*Source data*:

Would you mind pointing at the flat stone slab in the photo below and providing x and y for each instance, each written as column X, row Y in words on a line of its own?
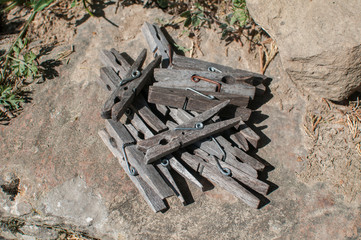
column 68, row 177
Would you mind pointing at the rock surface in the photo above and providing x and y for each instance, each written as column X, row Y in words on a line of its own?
column 69, row 179
column 319, row 42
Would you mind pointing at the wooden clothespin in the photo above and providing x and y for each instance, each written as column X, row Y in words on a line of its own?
column 202, row 80
column 160, row 46
column 199, row 101
column 158, row 43
column 185, row 134
column 128, row 88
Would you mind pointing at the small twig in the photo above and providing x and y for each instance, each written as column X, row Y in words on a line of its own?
column 65, row 54
column 308, row 132
column 27, row 65
column 11, row 49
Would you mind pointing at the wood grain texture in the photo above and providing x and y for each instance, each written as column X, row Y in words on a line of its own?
column 123, row 96
column 172, row 184
column 227, row 183
column 249, row 134
column 120, row 135
column 181, row 62
column 141, row 107
column 175, row 78
column 189, row 100
column 250, row 181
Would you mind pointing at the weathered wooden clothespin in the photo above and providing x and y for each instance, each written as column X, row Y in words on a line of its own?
column 199, row 101
column 160, row 46
column 128, row 88
column 158, row 43
column 202, row 81
column 185, row 134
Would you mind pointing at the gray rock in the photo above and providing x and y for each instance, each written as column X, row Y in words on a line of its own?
column 319, row 42
column 30, row 232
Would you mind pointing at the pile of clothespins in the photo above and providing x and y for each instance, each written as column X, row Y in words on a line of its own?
column 180, row 115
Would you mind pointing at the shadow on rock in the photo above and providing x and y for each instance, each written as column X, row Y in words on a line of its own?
column 98, row 12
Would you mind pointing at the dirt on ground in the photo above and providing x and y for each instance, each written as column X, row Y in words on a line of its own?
column 331, row 134
column 333, row 144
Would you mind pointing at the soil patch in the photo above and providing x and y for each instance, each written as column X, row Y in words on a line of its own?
column 333, row 144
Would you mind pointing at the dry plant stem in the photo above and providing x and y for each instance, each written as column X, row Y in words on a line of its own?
column 11, row 49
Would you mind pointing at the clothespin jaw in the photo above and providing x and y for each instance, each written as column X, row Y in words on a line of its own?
column 124, row 94
column 158, row 43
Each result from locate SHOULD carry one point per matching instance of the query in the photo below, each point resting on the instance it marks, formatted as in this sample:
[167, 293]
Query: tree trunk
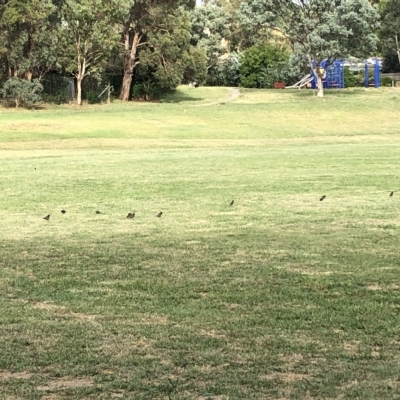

*What the task requires*: Output everything in the material exactly. Pictures stay out of it.

*Exercise answer*:
Would you mind pointing at the flat stone slab in the photo below and providing x and y for each instance, each written as column X, row Y in words on a line of its own?
column 68, row 177
Would you mind pointing at the rock surface in the photo above and providing x and y for each instance, each written as column X, row Y in words on a line of its own?
column 69, row 179
column 319, row 42
Would you mind pointing at the wooden clothespin in the photo above and providing x and y for each instance, each written as column X, row Y in words on a line of its own?
column 202, row 80
column 160, row 46
column 199, row 101
column 158, row 43
column 185, row 134
column 128, row 88
Would you mind pointing at the small twig in the photo above and providing x and y for each instance, each written as column X, row Y in words on a line of its own?
column 65, row 54
column 308, row 132
column 27, row 65
column 11, row 49
Would you mind pointing at the wood grain texture in the photo above and providing x and y for each instance, each written as column X, row Y in words on a line of its own?
column 123, row 96
column 172, row 184
column 227, row 183
column 249, row 134
column 120, row 135
column 181, row 62
column 141, row 107
column 175, row 78
column 189, row 100
column 250, row 181
Would you mind pointing at the weathered wooden clothespin in the photo above and providing x and y for each instance, each written as column X, row Y in words on a line of its own?
column 199, row 101
column 160, row 46
column 128, row 88
column 158, row 43
column 202, row 81
column 185, row 134
Would you mind pointing at the gray rock in the photo above and providing x and y for each instance, each written as column X, row Y in words on a line of its own?
column 319, row 42
column 30, row 232
Would you mind pointing at the pile of clothespins in the photo above and providing x and y for each instance, each written as column X, row Y in words on a line of its own?
column 180, row 115
Would you mind pointing at the shadow on rock in the photo above and providing x and y for each instance, each written as column X, row Y in words on a line of its own?
column 98, row 12
Would you mind pointing at the dirt on ground in the photo above and providing x and y for each instance, each written as column X, row Y in words on a line of its own?
column 331, row 134
column 333, row 144
Would you mind pointing at the soil patch in the photo above and providing x and y for each instance, each written as column X, row Y in words on a line of its own?
column 333, row 144
Would you mind pointing at the dry plant stem in the photo above and providing x and y for each instance, each written as column X, row Y in words on a line of its own?
column 11, row 49
Would you mind pointing at the clothespin jaw in the photo above and providing x and y for each instance, each written as column X, row Y in words on a line of its own?
column 124, row 94
column 158, row 43
Each result from locate SHOULD carry one point per matching instance of the query in the photo below, each point resting on the instance it marks, formatted as in this sample:
[167, 293]
Query: tree trunk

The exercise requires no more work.